[Labeling and segmentation records]
----
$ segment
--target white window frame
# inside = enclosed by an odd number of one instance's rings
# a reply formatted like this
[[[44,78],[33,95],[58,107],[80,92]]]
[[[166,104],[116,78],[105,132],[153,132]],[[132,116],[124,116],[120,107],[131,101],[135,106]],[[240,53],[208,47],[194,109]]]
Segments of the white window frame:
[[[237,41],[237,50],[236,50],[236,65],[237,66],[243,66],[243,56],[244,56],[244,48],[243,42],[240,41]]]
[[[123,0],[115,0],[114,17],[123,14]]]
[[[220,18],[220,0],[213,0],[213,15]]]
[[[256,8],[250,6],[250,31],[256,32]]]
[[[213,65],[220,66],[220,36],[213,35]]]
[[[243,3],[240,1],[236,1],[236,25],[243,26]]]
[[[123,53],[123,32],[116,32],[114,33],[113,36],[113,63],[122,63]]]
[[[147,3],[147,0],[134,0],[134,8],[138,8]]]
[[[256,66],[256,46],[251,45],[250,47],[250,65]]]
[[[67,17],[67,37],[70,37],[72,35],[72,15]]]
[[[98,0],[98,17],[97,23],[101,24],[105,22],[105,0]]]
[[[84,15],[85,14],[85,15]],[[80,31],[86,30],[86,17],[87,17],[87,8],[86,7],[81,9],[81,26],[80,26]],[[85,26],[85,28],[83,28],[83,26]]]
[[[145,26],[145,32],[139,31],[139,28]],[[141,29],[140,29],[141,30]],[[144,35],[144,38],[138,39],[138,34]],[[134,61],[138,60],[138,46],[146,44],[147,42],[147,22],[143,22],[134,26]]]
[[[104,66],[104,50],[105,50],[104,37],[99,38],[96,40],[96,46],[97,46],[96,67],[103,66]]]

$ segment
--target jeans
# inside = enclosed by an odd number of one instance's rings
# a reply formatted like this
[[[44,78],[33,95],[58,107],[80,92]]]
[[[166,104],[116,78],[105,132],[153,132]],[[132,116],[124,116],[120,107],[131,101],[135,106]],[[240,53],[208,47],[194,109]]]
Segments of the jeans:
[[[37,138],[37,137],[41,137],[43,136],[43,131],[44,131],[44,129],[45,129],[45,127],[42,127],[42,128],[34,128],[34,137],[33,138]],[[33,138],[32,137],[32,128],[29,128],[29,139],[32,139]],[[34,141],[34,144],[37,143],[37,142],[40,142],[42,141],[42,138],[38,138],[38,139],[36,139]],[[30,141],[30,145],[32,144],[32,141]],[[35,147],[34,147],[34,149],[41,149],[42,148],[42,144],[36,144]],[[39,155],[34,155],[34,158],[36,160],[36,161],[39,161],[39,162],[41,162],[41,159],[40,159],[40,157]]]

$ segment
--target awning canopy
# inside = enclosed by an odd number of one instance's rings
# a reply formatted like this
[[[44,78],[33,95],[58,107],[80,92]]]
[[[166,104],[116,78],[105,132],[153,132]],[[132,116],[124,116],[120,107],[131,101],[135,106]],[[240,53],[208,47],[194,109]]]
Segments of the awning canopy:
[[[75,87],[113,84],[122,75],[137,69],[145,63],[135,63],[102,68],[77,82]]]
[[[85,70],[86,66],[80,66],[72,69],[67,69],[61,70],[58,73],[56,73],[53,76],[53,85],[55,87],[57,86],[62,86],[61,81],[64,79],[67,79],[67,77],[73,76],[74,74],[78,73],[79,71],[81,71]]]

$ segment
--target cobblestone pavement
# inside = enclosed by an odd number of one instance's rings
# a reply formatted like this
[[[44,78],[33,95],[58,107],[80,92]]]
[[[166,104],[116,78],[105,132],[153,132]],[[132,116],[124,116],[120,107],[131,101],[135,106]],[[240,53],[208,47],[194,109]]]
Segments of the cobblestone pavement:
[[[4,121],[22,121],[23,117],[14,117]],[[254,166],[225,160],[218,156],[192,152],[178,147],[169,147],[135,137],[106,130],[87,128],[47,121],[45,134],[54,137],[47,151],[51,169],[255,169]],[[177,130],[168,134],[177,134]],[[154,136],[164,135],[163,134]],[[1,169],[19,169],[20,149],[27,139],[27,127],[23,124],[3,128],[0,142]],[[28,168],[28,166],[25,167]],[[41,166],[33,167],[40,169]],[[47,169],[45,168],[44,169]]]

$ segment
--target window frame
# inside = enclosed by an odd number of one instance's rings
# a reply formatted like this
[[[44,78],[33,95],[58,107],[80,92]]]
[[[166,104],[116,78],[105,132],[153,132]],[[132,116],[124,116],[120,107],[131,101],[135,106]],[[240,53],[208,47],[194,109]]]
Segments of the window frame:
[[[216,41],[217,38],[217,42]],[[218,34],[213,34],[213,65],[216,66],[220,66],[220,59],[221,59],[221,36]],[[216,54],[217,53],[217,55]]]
----
All the entries above need to be reproduced exactly.

▸ **THE COMPLETED TASK**:
$ segment
--target white window frame
# inside = enclosed by an odd number of one instance's rings
# a reply formatted like this
[[[44,78],[33,95],[58,107],[80,92]]]
[[[166,104],[116,78],[105,132],[153,132]],[[132,116],[124,116],[120,107],[131,101],[135,106]],[[240,53],[208,47],[194,109]]]
Segments of the white window frame:
[[[237,41],[237,50],[236,50],[236,65],[237,66],[243,66],[243,56],[244,56],[244,48],[243,42],[240,41]]]
[[[123,0],[115,0],[114,17],[123,14]]]
[[[220,18],[220,0],[213,0],[213,15]]]
[[[256,8],[250,6],[250,31],[256,32]]]
[[[213,65],[220,66],[220,36],[213,35]]]
[[[243,3],[240,1],[236,1],[236,25],[243,26]]]
[[[123,53],[123,32],[116,32],[114,33],[113,36],[113,63],[122,63]]]
[[[147,3],[147,0],[134,0],[134,8],[138,8]]]
[[[256,66],[256,46],[251,45],[250,47],[250,65]]]
[[[67,17],[67,37],[70,37],[72,35],[72,15]]]
[[[98,0],[98,17],[97,23],[101,24],[105,22],[105,0]]]
[[[84,15],[85,14],[85,15]],[[80,31],[86,30],[86,17],[87,17],[87,8],[86,7],[81,9],[81,26],[80,26]],[[85,26],[85,28],[83,28],[83,26]]]
[[[145,26],[145,32],[139,31],[139,28]],[[141,29],[140,29],[141,30]],[[144,35],[144,38],[138,39],[138,34]],[[134,61],[138,60],[138,46],[146,44],[147,42],[147,22],[143,22],[134,26]]]
[[[104,66],[104,50],[105,50],[104,37],[99,38],[96,40],[96,46],[97,46],[96,67],[103,66]]]

$ segment
--target jeans
# inside = enclosed by an odd number of one instance's rings
# a reply formatted like this
[[[44,78],[33,95],[58,107],[80,92]]]
[[[166,104],[116,78],[105,132],[153,132]],[[132,116],[124,116],[120,107],[131,101],[135,106]],[[240,53],[208,47],[194,109]]]
Segments of the jeans:
[[[37,138],[37,137],[41,137],[43,136],[43,131],[44,131],[44,129],[45,129],[45,127],[42,127],[42,128],[34,128],[34,137],[33,138]],[[33,138],[32,137],[32,128],[29,128],[29,139],[32,139]],[[34,141],[34,144],[37,143],[37,142],[40,142],[42,141],[42,138],[38,138],[38,139],[36,139]],[[30,141],[30,145],[32,144],[32,141]],[[35,147],[34,147],[34,149],[41,149],[42,148],[42,144],[36,144]],[[39,155],[34,155],[34,158],[36,160],[36,161],[39,161],[39,162],[41,162],[41,159],[40,159],[40,157]]]

$ segment
--target awning canopy
# inside = enclosed by an odd number of one instance's rings
# a reply formatted like this
[[[44,78],[33,95],[58,107],[80,92]]]
[[[166,104],[116,78],[105,132],[153,132]],[[132,116],[124,116],[120,107],[131,101],[135,106]],[[240,53],[208,47],[194,109]]]
Segments of the awning canopy:
[[[75,87],[113,84],[122,75],[137,69],[145,63],[135,63],[102,68],[77,82]]]
[[[85,70],[86,66],[80,66],[72,69],[67,69],[61,70],[58,73],[56,73],[53,76],[53,85],[55,87],[57,86],[62,86],[61,81],[64,79],[67,79],[67,77],[73,76],[74,74],[78,73],[79,71],[81,71]]]

$ segment
--target cobblestone pavement
# inside = enclosed by an odd number of one instance's rings
# a reply formatted like this
[[[44,78],[33,95],[58,107],[80,92]]]
[[[166,104],[116,78],[105,132],[153,132]],[[132,116],[124,116],[120,107],[131,101],[135,106]],[[240,53],[208,47],[194,109]]]
Segments of the cobblestone pavement:
[[[4,121],[22,121],[23,117],[14,117]],[[254,166],[225,160],[218,156],[192,152],[178,147],[169,147],[135,137],[106,130],[87,128],[47,121],[45,134],[54,137],[47,151],[51,169],[255,169]],[[177,130],[168,134],[177,134]],[[154,136],[164,135],[163,134]],[[1,169],[19,169],[20,149],[27,139],[27,127],[23,124],[3,128],[0,142]],[[28,168],[28,166],[25,167]],[[41,166],[33,167],[40,169]],[[47,169],[45,168],[44,169]]]

$ segment
--target window frame
# inside = enclosed by an odd number of one instance's rings
# a reply formatted like this
[[[44,78],[33,95],[58,107],[80,92]]]
[[[166,104],[116,78],[105,132],[153,132]],[[132,116],[124,116],[120,107],[131,101],[135,106]],[[240,53],[208,47],[194,109]]]
Segments of the window frame:
[[[216,41],[217,38],[217,42]],[[218,34],[213,34],[213,65],[216,66],[220,66],[220,59],[221,59],[221,36]],[[216,54],[217,53],[217,55]]]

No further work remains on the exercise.